Maritime Activity Reports, Inc.

May 13, 2024

Salvors prepare charges for upcoming precision cuts to remove section 4 from the port side of the bow of the containership Dali on May 7, 2024 (Photo: Christopher Rosario / USACE)

Salvors prepare charges for upcoming precision cuts to remove section 4 from the port side of the bow of the containership Dali on May 7, 2024 (Photo: Christopher Rosario / USACE)

U.S. crews in Baltimore plan to set off controlled explosions on Monday to allow them to remove a portion of the collapsed Francis Scott Key Bridge from the bow of the massive container ship that toppled the span in March.

The detonations will break the bridge's truss into small sections, enabling salvage crews to use cranes and barges to haul away the twisted metal wreckage, the U.S. Army Corps of Engineers said. The work had been planned for Sunday but it was delayed because of weather conditions.

Afterwards, crews will refloat the 948-foot Dali ship, remove it from the main channel and fully reopen the port, the Corps said.

In the early morning of March 26, the Dali lost power and crashed into a bridge support, sending the span into the Patapsco River, with a major portion draped over the Dali's bow. Six construction workers were killed.

The incident initially halted traffic at the Port of Baltimore, which ranks first in the United States in several cargo categories, including autos and light trucks, farm and construction machinery, imported sugar and imported gypsum, according to the state of Maryland.

Since the crash, four temporary channels have been opened, allowing for some shipping to resume. The Corps said it aims to restore port access to full capacity by the end of May.

Maryland estimates it will cost $1.7 billion to $1.9 billion to rebuild the bridge and anticipates completion by fall 2028.

In April, the FBI opened a criminal probe into the collapse. Safety investigators recovered the ship's "black box" recorder, which provides data on its position, speed, heading, radar, and bridge audio and radio communications, as well as alarms.

WORK TASK A:
Reproduce verbatim the passage of the Key Bridge salvage article that begins at the words "Since the crash, four" and stops after "end of May.".

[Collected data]
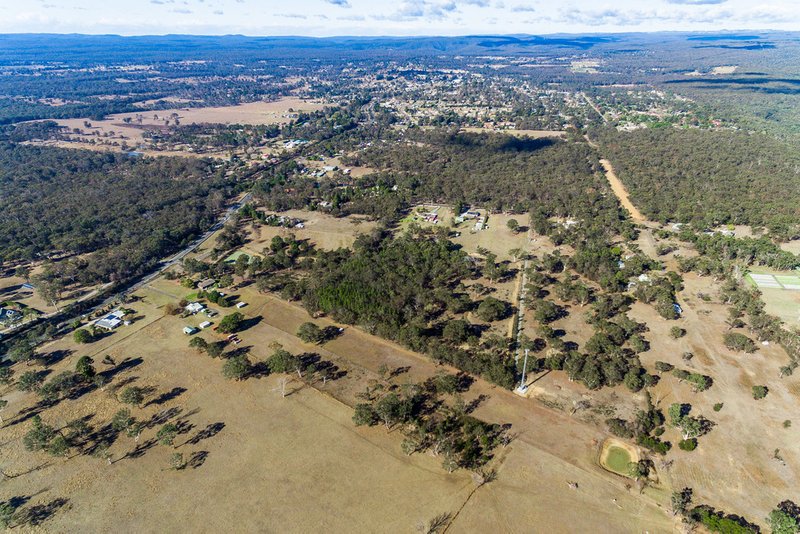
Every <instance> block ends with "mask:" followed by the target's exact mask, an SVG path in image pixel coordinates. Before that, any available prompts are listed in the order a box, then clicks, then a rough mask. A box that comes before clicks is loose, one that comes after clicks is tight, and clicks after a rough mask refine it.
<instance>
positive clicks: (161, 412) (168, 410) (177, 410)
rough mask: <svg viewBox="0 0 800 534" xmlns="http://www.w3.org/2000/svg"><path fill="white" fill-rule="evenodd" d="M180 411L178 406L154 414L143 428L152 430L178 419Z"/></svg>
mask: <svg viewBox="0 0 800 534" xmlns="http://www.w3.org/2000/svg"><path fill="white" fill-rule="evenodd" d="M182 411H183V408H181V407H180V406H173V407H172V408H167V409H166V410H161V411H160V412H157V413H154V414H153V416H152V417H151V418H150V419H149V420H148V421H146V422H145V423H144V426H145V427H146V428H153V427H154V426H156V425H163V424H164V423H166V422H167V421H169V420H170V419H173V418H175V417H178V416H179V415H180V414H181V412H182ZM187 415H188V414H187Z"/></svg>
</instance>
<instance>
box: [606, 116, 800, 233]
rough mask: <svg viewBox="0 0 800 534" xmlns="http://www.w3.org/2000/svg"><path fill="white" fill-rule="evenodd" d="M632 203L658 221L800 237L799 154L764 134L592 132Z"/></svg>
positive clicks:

---

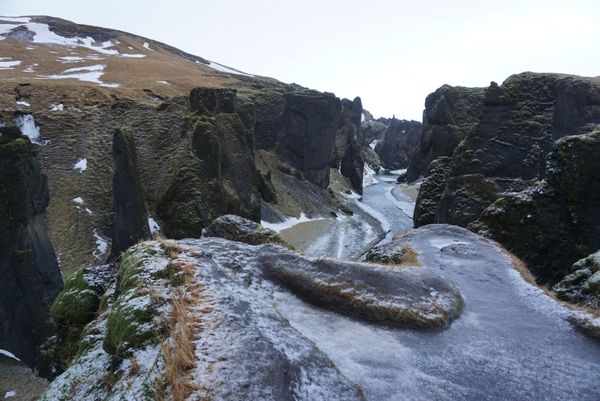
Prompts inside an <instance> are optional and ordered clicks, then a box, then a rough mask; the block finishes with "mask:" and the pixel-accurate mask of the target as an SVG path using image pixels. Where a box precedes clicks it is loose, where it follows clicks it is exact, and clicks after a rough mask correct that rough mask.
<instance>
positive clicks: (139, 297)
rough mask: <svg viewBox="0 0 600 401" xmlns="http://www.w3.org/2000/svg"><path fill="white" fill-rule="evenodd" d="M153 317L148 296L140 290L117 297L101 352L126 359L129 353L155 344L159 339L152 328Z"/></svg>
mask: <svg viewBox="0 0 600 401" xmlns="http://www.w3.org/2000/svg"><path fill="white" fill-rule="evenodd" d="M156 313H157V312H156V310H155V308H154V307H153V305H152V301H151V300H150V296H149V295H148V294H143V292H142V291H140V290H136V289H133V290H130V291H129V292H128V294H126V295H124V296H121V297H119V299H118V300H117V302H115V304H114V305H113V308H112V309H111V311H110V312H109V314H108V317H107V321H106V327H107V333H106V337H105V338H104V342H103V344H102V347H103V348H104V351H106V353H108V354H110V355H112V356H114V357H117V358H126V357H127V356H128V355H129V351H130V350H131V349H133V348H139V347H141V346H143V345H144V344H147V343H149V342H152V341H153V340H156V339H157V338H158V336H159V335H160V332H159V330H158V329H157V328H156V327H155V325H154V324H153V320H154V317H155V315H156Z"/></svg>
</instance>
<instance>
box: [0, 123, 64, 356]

...

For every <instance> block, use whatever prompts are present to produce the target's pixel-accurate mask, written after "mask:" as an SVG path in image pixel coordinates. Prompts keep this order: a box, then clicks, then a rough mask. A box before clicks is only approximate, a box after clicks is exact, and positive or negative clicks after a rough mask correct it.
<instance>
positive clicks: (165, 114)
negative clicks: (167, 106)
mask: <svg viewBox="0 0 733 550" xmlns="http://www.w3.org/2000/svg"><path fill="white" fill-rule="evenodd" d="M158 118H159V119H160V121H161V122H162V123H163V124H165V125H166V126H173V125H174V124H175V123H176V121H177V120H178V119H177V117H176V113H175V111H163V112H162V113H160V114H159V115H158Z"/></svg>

WORK TASK B:
Render as a numbered list, omitting blank lines, the lines of the collected data that begin at the line containing "For every <instance>" and stop after the line containing "negative clicks: (167, 106)".

SOLUTION A:
Since the crash, four temporary channels have been opened, allowing for some shipping to resume. The Corps said it aims to restore port access to full capacity by the end of May.

SOLUTION B:
1. For every <instance> block, use whatever prompts are present to produce the target's pixel-accurate mask, written after "mask:" as an SVG path in image pixel coordinates. Prompts keep this order: a box, then clicks, then a rough mask. A box before clicks is only approximate, a box after clicks is exact, and positive or negative clicks after a rough mask correct it.
2. <instance>
3. positive clicks: (165, 114)
4. negative clicks: (167, 106)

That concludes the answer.